* **Provided passage**
Boundary Setting in Founder-Executive Relationships

Establishing clear boundaries is a key factor for maintaining a healthy and productive relationship between founders and executives. Diane Halpern's work on cognitive psychology emphasises the importance of clear communication and mutual understanding in any interpersonal relationship, particularly in high-stakes professional settings (Halpern, 1996). Her research highlights how structured communication can mitigate cognitive biases and enhance decision-making processes within teams. Effective boundary setting in founder-executive relationships is about more than just clarifying roles; it’s about creating a structured framework within which both founder and executive can operate with autonomy yet remain aligned with the organisation's goals, effectively preventing the misunderstandings and conflicts that can arise from such a complex relationship:        

(i) Defining Roles and Responsibilities: It is crucial to clearly define the roles of the founder and the executive. This clarity helps reduce the risk of micromanagement or boundary overstepping, ensuring that each party understands their areas of authority and autonomy. Clear role definitions help each leader operate within their designated space, fostering a more efficient and respectful working relationship.

(ii) Establishing Communication Protocols: This can be informal such as regular check-ins but also more formal elements such as scheduled meetings or update memos are vital to maintaining transparency and alignment between the founder and the executive. These communication protocols ensure that both parties are informed of developments and can promptly address any concerns, which is critical for the dynamic environment of entrepreneurial ventures.

(iii) Respecting Emotional Boundaries:  Acknowledging and respecting each other's emotional boundaries is crucial. Founders often have a deep emotional investment in their companies, while executives might bring new perspectives that could challenge the status quo. Maintaining respect for these emotional boundaries is fundamental to building trust and facilitating collaborative innovation.

(iv) Creating Decision-Making Frameworks: Structured decision-making frameworks are necessary to ensure that major strategic decisions are made efficiently and equitably. Whether decisions are reached through consensus-building, delegation, or consultation, predefined processes help clarify who has the final say in various contexts, thereby preventing potential conflicts and ensuring smooth governance.

At Bridgewater Associates, the concept of boundary setting is woven deeply into the company’s management philosophy. For instance, Bridgewater’s "believability-weighted" decision-making process is an innovative approach where decisions are weighted according to the credibility of team members, based on their track record and expertise. This process is a practical application of boundary setting that ensures decisions are not only made transparently but are also deeply rooted in the collective wisdom of the organisation. Founder Ray Dalio also promotes "radical transparency" and "radical truth," allowing the balance between openness and respecting personal sensitivities to be maintained through training on how to provide feedback effectively and engage in constructive disagreements without overstepping emotional boundaries. This practice is particularly relevant in founder-executive relationships, where the ability to communicate openly while respecting emotional investments is crucial.

* **Material**

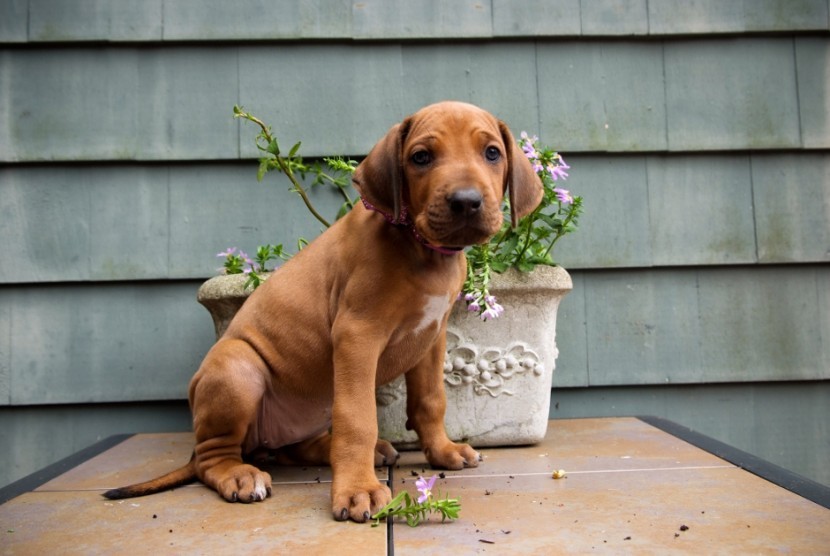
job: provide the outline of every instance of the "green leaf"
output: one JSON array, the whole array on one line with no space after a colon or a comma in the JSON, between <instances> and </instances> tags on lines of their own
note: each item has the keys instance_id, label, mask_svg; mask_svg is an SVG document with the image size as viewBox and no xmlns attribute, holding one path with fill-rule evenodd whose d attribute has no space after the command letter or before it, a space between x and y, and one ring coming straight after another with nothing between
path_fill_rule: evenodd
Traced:
<instances>
[{"instance_id":1,"label":"green leaf","mask_svg":"<svg viewBox=\"0 0 830 556\"><path fill-rule=\"evenodd\" d=\"M266 150L274 156L280 155L280 145L279 143L277 143L276 139L271 139L271 142L268 143L268 147L266 148Z\"/></svg>"},{"instance_id":2,"label":"green leaf","mask_svg":"<svg viewBox=\"0 0 830 556\"><path fill-rule=\"evenodd\" d=\"M265 177L265 174L268 172L268 160L263 158L259 161L259 169L256 173L256 181L262 181L262 178Z\"/></svg>"}]
</instances>

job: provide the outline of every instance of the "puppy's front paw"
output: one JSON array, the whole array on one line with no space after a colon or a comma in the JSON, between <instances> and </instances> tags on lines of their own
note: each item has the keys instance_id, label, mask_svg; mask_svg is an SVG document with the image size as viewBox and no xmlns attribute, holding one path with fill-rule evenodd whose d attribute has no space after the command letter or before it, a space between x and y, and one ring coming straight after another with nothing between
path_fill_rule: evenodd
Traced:
<instances>
[{"instance_id":1,"label":"puppy's front paw","mask_svg":"<svg viewBox=\"0 0 830 556\"><path fill-rule=\"evenodd\" d=\"M400 454L392 444L386 440L378 439L375 445L375 467L384 465L395 465Z\"/></svg>"},{"instance_id":2,"label":"puppy's front paw","mask_svg":"<svg viewBox=\"0 0 830 556\"><path fill-rule=\"evenodd\" d=\"M438 469L463 469L478 467L481 454L473 450L469 444L455 444L447 442L440 447L430 447L424 450L427 461Z\"/></svg>"},{"instance_id":3,"label":"puppy's front paw","mask_svg":"<svg viewBox=\"0 0 830 556\"><path fill-rule=\"evenodd\" d=\"M336 481L332 485L331 509L337 521L364 523L391 501L392 491L377 479L362 484L343 481L342 486Z\"/></svg>"},{"instance_id":4,"label":"puppy's front paw","mask_svg":"<svg viewBox=\"0 0 830 556\"><path fill-rule=\"evenodd\" d=\"M235 465L211 482L228 502L261 502L271 496L271 475L253 465Z\"/></svg>"}]
</instances>

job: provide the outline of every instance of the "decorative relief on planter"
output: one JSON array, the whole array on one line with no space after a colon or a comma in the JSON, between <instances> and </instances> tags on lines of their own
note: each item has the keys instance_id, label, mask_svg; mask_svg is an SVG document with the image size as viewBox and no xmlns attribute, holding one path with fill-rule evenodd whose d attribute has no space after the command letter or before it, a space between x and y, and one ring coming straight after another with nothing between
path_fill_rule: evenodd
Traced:
<instances>
[{"instance_id":1,"label":"decorative relief on planter","mask_svg":"<svg viewBox=\"0 0 830 556\"><path fill-rule=\"evenodd\" d=\"M506 348L479 348L466 341L455 330L447 330L447 357L444 380L451 386L467 386L479 395L496 398L512 396L505 383L518 374L542 376L544 362L524 342L513 342Z\"/></svg>"},{"instance_id":2,"label":"decorative relief on planter","mask_svg":"<svg viewBox=\"0 0 830 556\"><path fill-rule=\"evenodd\" d=\"M545 365L539 354L525 342L512 342L506 348L480 348L460 332L447 329L447 355L444 359L444 382L450 386L471 387L473 392L497 398L512 396L507 388L517 375L542 377ZM406 396L402 380L378 388L378 405L388 406Z\"/></svg>"}]
</instances>

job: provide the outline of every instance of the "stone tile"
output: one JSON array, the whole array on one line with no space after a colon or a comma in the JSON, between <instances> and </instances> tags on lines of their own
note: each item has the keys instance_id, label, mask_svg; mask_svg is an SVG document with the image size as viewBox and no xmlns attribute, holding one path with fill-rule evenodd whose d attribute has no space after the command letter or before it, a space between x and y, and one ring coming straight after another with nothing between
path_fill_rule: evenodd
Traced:
<instances>
[{"instance_id":1,"label":"stone tile","mask_svg":"<svg viewBox=\"0 0 830 556\"><path fill-rule=\"evenodd\" d=\"M415 494L413 482L404 487ZM820 553L830 541L826 509L737 468L465 478L437 488L461 499L460 518L396 524L395 554Z\"/></svg>"},{"instance_id":2,"label":"stone tile","mask_svg":"<svg viewBox=\"0 0 830 556\"><path fill-rule=\"evenodd\" d=\"M436 482L439 497L460 498L459 520L396 523L396 554L810 553L830 539L826 509L633 418L552 421L538 446L484 453ZM407 453L393 488L416 495L423 461ZM557 468L565 478L552 479Z\"/></svg>"},{"instance_id":3,"label":"stone tile","mask_svg":"<svg viewBox=\"0 0 830 556\"><path fill-rule=\"evenodd\" d=\"M192 433L140 434L45 483L38 491L97 490L133 484L172 471L187 463L193 451ZM140 457L136 457L140 454ZM271 473L273 484L331 483L328 466L260 466ZM386 469L377 470L387 480ZM193 486L186 488L195 488ZM217 497L218 498L218 497Z\"/></svg>"},{"instance_id":4,"label":"stone tile","mask_svg":"<svg viewBox=\"0 0 830 556\"><path fill-rule=\"evenodd\" d=\"M278 484L256 504L203 486L132 500L32 492L0 506L4 554L385 554L386 528L331 517L329 485ZM59 526L58 526L59 524Z\"/></svg>"},{"instance_id":5,"label":"stone tile","mask_svg":"<svg viewBox=\"0 0 830 556\"><path fill-rule=\"evenodd\" d=\"M474 469L444 471L447 488L472 478L545 476L557 469L570 473L612 473L643 469L731 467L723 460L651 427L639 419L552 420L545 440L535 446L482 448L484 461ZM417 475L432 476L426 457L403 452L395 467L395 485Z\"/></svg>"}]
</instances>

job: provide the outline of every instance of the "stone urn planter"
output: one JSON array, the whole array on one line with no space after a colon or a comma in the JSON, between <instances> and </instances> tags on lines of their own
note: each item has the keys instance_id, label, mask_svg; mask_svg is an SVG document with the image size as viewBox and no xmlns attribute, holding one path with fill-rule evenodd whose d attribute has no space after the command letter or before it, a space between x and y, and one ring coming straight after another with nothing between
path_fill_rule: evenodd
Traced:
<instances>
[{"instance_id":1,"label":"stone urn planter","mask_svg":"<svg viewBox=\"0 0 830 556\"><path fill-rule=\"evenodd\" d=\"M241 274L217 276L199 289L219 338L251 293ZM473 446L533 444L544 438L556 357L556 314L573 288L561 267L538 266L494 274L490 292L504 307L498 319L482 321L463 303L453 308L447 327L444 386L447 434ZM405 429L403 377L377 390L381 438L401 448L417 446Z\"/></svg>"}]
</instances>

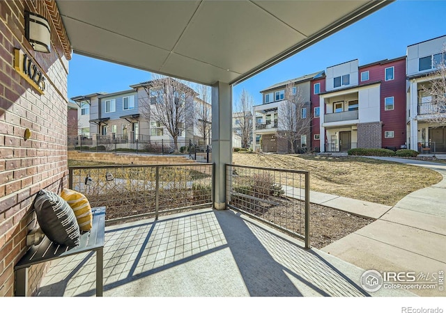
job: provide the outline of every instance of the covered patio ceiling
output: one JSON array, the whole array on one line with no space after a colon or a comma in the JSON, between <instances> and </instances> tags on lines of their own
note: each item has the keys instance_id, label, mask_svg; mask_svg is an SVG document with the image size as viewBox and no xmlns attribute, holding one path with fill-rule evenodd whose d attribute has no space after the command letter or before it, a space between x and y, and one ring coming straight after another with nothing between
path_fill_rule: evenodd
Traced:
<instances>
[{"instance_id":1,"label":"covered patio ceiling","mask_svg":"<svg viewBox=\"0 0 446 313\"><path fill-rule=\"evenodd\" d=\"M75 53L234 84L392 1L56 1Z\"/></svg>"}]
</instances>

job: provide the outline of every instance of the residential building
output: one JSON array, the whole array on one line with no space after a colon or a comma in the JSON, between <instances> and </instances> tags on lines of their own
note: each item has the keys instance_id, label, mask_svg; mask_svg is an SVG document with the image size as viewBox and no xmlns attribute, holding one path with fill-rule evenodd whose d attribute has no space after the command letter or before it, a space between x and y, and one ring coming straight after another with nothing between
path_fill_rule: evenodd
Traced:
<instances>
[{"instance_id":1,"label":"residential building","mask_svg":"<svg viewBox=\"0 0 446 313\"><path fill-rule=\"evenodd\" d=\"M291 142L284 135L288 131L297 134L293 143L295 151L307 151L312 118L310 85L313 79L322 74L323 72L318 72L305 75L276 83L261 91L263 104L253 108L252 147L256 151L291 152ZM285 108L291 102L298 103L286 113ZM287 114L289 115L285 116ZM290 118L295 119L296 123L289 129L290 126L284 121Z\"/></svg>"},{"instance_id":2,"label":"residential building","mask_svg":"<svg viewBox=\"0 0 446 313\"><path fill-rule=\"evenodd\" d=\"M319 91L313 143L319 141L321 152L405 146L405 56L362 66L352 60L327 67L325 86L313 81L314 100Z\"/></svg>"},{"instance_id":3,"label":"residential building","mask_svg":"<svg viewBox=\"0 0 446 313\"><path fill-rule=\"evenodd\" d=\"M83 137L111 138L118 142L136 145L139 142L151 141L169 141L172 136L160 120L154 118L152 110L158 104L157 99L163 97L154 91L159 86L152 86L146 81L130 86L132 89L113 93L98 93L71 98L79 106L78 110L79 132ZM185 110L185 118L178 125L180 141L190 140L198 144L209 144L210 141L210 104L201 100L197 93L185 85L188 95L183 99L183 105L193 109ZM185 94L186 94L185 93ZM202 127L203 123L197 110L206 106L209 120L205 122L206 143ZM152 115L151 115L152 112Z\"/></svg>"},{"instance_id":4,"label":"residential building","mask_svg":"<svg viewBox=\"0 0 446 313\"><path fill-rule=\"evenodd\" d=\"M446 35L407 47L406 140L410 149L420 152L446 152L446 116L442 116L446 106L427 91L433 78L429 74L445 62L445 45Z\"/></svg>"}]
</instances>

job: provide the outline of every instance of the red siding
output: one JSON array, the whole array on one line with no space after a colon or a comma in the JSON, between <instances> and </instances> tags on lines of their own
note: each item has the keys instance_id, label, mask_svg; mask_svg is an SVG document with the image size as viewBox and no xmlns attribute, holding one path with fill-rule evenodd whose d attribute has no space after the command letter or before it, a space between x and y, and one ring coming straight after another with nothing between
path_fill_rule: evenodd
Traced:
<instances>
[{"instance_id":1,"label":"red siding","mask_svg":"<svg viewBox=\"0 0 446 313\"><path fill-rule=\"evenodd\" d=\"M319 95L314 95L314 85L316 83L321 83L321 93L324 93L325 91L325 78L321 77L320 79L314 79L312 81L310 84L310 101L312 102L312 114L314 113L314 108L319 106ZM314 135L318 135L320 133L319 125L321 122L320 118L314 118L313 116L313 120L312 120L312 130L311 130L311 147L312 150L314 150L315 148L318 148L320 147L320 141L314 140Z\"/></svg>"},{"instance_id":2,"label":"red siding","mask_svg":"<svg viewBox=\"0 0 446 313\"><path fill-rule=\"evenodd\" d=\"M394 79L385 81L387 67L394 67ZM361 72L369 71L369 79L360 81ZM406 59L378 63L361 67L359 71L360 85L380 81L380 120L383 122L383 147L399 149L406 142ZM385 111L384 99L394 97L394 110ZM394 138L384 138L385 132L394 131Z\"/></svg>"}]
</instances>

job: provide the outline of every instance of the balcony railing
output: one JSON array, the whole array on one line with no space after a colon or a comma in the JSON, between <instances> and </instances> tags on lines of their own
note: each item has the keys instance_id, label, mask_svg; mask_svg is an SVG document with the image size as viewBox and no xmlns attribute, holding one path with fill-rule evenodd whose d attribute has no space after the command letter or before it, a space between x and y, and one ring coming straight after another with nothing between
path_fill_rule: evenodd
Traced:
<instances>
[{"instance_id":1,"label":"balcony railing","mask_svg":"<svg viewBox=\"0 0 446 313\"><path fill-rule=\"evenodd\" d=\"M275 120L274 122L271 121L266 121L264 123L256 123L256 129L272 129L277 128L277 120Z\"/></svg>"},{"instance_id":2,"label":"balcony railing","mask_svg":"<svg viewBox=\"0 0 446 313\"><path fill-rule=\"evenodd\" d=\"M68 188L82 193L92 207L107 207L107 220L155 216L210 206L210 163L72 166Z\"/></svg>"},{"instance_id":3,"label":"balcony railing","mask_svg":"<svg viewBox=\"0 0 446 313\"><path fill-rule=\"evenodd\" d=\"M446 113L446 105L432 102L418 104L418 115Z\"/></svg>"},{"instance_id":4,"label":"balcony railing","mask_svg":"<svg viewBox=\"0 0 446 313\"><path fill-rule=\"evenodd\" d=\"M226 205L290 233L309 247L307 171L226 165Z\"/></svg>"},{"instance_id":5,"label":"balcony railing","mask_svg":"<svg viewBox=\"0 0 446 313\"><path fill-rule=\"evenodd\" d=\"M357 110L355 110L325 114L324 115L324 122L330 122L357 120L358 112Z\"/></svg>"},{"instance_id":6,"label":"balcony railing","mask_svg":"<svg viewBox=\"0 0 446 313\"><path fill-rule=\"evenodd\" d=\"M325 152L345 152L350 149L357 147L357 143L350 143L339 145L337 143L325 143Z\"/></svg>"}]
</instances>

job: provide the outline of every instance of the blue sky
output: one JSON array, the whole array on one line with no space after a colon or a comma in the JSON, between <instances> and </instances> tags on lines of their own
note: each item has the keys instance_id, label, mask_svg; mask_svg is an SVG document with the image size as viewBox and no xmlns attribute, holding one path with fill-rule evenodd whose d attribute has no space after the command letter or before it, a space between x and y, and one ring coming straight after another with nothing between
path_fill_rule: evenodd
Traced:
<instances>
[{"instance_id":1,"label":"blue sky","mask_svg":"<svg viewBox=\"0 0 446 313\"><path fill-rule=\"evenodd\" d=\"M259 91L280 81L357 58L360 65L406 55L408 45L446 35L446 1L395 1L280 63L236 86L233 99L246 89L256 104ZM68 97L114 93L150 79L151 74L74 54Z\"/></svg>"}]
</instances>

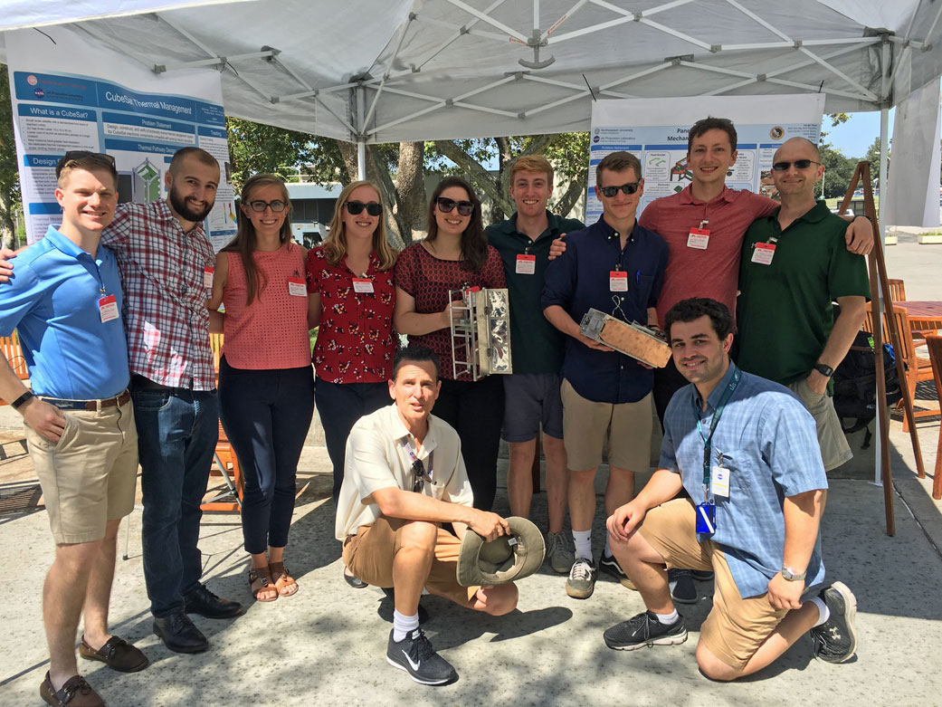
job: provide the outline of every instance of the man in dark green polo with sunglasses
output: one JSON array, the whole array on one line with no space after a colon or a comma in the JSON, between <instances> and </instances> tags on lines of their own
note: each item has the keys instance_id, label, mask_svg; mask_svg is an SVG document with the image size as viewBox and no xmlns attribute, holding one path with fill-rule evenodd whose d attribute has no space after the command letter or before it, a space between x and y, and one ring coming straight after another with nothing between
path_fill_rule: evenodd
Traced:
<instances>
[{"instance_id":1,"label":"man in dark green polo with sunglasses","mask_svg":"<svg viewBox=\"0 0 942 707\"><path fill-rule=\"evenodd\" d=\"M775 153L771 175L782 206L754 222L742 244L738 363L802 399L831 470L853 455L834 409L831 376L863 323L869 285L864 256L845 247L847 222L815 199L823 173L818 148L804 138Z\"/></svg>"}]
</instances>

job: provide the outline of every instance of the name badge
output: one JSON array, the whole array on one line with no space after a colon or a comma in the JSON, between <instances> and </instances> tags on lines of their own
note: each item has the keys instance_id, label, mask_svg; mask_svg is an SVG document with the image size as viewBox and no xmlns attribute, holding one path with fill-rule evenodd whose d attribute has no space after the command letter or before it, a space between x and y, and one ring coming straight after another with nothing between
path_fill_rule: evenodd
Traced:
<instances>
[{"instance_id":1,"label":"name badge","mask_svg":"<svg viewBox=\"0 0 942 707\"><path fill-rule=\"evenodd\" d=\"M713 473L710 475L710 490L714 496L729 498L729 469L719 465L713 466Z\"/></svg>"},{"instance_id":2,"label":"name badge","mask_svg":"<svg viewBox=\"0 0 942 707\"><path fill-rule=\"evenodd\" d=\"M105 295L98 301L98 316L102 323L118 319L118 298L114 295Z\"/></svg>"},{"instance_id":3,"label":"name badge","mask_svg":"<svg viewBox=\"0 0 942 707\"><path fill-rule=\"evenodd\" d=\"M307 285L300 277L288 278L288 294L292 297L307 297Z\"/></svg>"},{"instance_id":4,"label":"name badge","mask_svg":"<svg viewBox=\"0 0 942 707\"><path fill-rule=\"evenodd\" d=\"M613 270L609 272L609 289L612 292L628 291L628 273L622 270Z\"/></svg>"},{"instance_id":5,"label":"name badge","mask_svg":"<svg viewBox=\"0 0 942 707\"><path fill-rule=\"evenodd\" d=\"M517 255L517 269L515 272L518 275L532 275L536 272L536 255L528 255L523 253Z\"/></svg>"},{"instance_id":6,"label":"name badge","mask_svg":"<svg viewBox=\"0 0 942 707\"><path fill-rule=\"evenodd\" d=\"M755 250L753 251L752 261L759 265L771 265L771 259L774 256L774 243L756 243Z\"/></svg>"},{"instance_id":7,"label":"name badge","mask_svg":"<svg viewBox=\"0 0 942 707\"><path fill-rule=\"evenodd\" d=\"M373 281L367 280L365 277L354 277L353 278L353 291L360 293L373 293Z\"/></svg>"},{"instance_id":8,"label":"name badge","mask_svg":"<svg viewBox=\"0 0 942 707\"><path fill-rule=\"evenodd\" d=\"M687 247L696 248L699 251L706 251L709 242L709 229L691 228L687 236Z\"/></svg>"}]
</instances>

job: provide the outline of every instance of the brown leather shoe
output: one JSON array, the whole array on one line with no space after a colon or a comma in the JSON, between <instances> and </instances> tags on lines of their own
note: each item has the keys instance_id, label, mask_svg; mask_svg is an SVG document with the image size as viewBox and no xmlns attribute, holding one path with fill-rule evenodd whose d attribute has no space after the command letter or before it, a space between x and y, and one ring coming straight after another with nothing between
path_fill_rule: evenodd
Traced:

* **Problems to solve**
a) Answer these from the passage on founder-executive boundaries, one line each:
(i) According to the passage, what two things can structured communication do within teams?
(ii) Which formal communication elements does the passage give as examples?
(iii) In Bridgewater's "believability-weighted" process, what are decisions weighted according to?
b) Pick out every line of the records that contains the word "covered" and copy each of those lines.

* **Written answers**
a)
(i) It can mitigate cognitive biases and enhance decision-making processes.
(ii) Scheduled meetings and update memos.
(iii) The credibility of team members, based on their track record and expertise.

b)
job: provide the outline of every instance of the covered patio ceiling
[{"instance_id":1,"label":"covered patio ceiling","mask_svg":"<svg viewBox=\"0 0 446 313\"><path fill-rule=\"evenodd\" d=\"M75 53L234 84L392 1L56 1Z\"/></svg>"}]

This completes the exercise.